* [Page excerpt]
■ ■ ■

If you were successful in doing the export with the disks disconnected, 
then it won't try, and you'll need to 'zpool import' them after the 
machine is booted.

Depending on how the import goes, you might still see errors in the 
'zpool status' output. If so, I know a 'zpool clear' will clear those 
errors, and I doubt it can make the situation any worse than it is now. 
You'd have to give us info about what the machine tells you after this 
before I can advise you more. But (and the experts can correct me if I'm 
wrong) this might 'just work(tm)'.

My theory here is that the ZFS may have been successful in keeping the 
state of the (meta)data on the disk consistent after all. The checksum 
and I/O errors listed may be from ZFS trying to access the non-existent 
drive after you removed it. Which (in theory) are all bogus errors, and 
don't really point to errors in the data on the drive.

■ ■ ■

* [Collected data]

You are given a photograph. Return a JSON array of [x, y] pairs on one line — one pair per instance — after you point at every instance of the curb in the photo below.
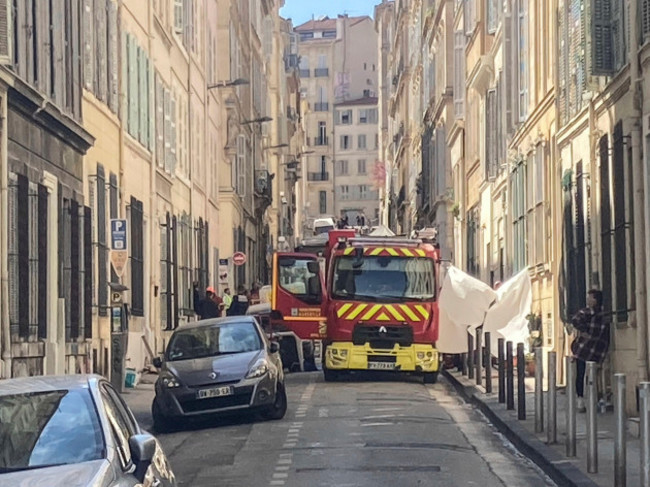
[[555, 465]]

■ ■ ■

* [Actions to take]
[a] In the ZFS troubleshooting reply, which command does the writer say will clear errors that still appear in the 'zpool status' output?
[b] Go on with the ZFS troubleshooting reply, starting right after its last sentence.

* [Results of the exercise]
[a] 'zpool clear'

[b]
Of course there are many things that all have to be true for this theory 
to turn out to be true. Depending on what has happened to the machines 
and the disks since they were originally unplugged from each other, all 
bets might be off. And then there's the possibility that the my idea 
never could work at all. People much more expert than I can chime in on 
that.

  -Kyle




D. Eckert wrote:
> Hi,
>
> after working for 1 month with ZFS on 2 external USB drives I have 
> experienced, that the all new zfs filesystem is the most unreliable FS I have 
> ever seen.
>
> Since working with the zfs, I have lost datas from:
>
> 1 80 GB external Drive
> 1 1 Terrabyte external Drive
>
> It is a shame, that zfs has no filesystem management tools for repairing e. 
> g. being able to repair those errors:
>
>NAMESTATE READ WRITE CKSUM
> usbhdd1 ONLINE   0 0 8
>   c3t0d0s0  ONLINE   0 0 8
>
> errors: Permanent errors have been detected in the following files:
>
> usbhdd1: 0x0
>
>
> It is indeed very disappointing that moving USB zpools between computers ends 
> in 90 % with a massive loss of data.
>
> This is to the not reliable working command zfs umount , even if 
> the output of mount shows you, that the pool is no longer mounted and ist 
> removed from mntab

Re: [zfs-discuss] ZFS: unreliable for professional usage?

2009-02-09 Thread D. Eckert
too many words wasted, but not a single word, how to restore the data.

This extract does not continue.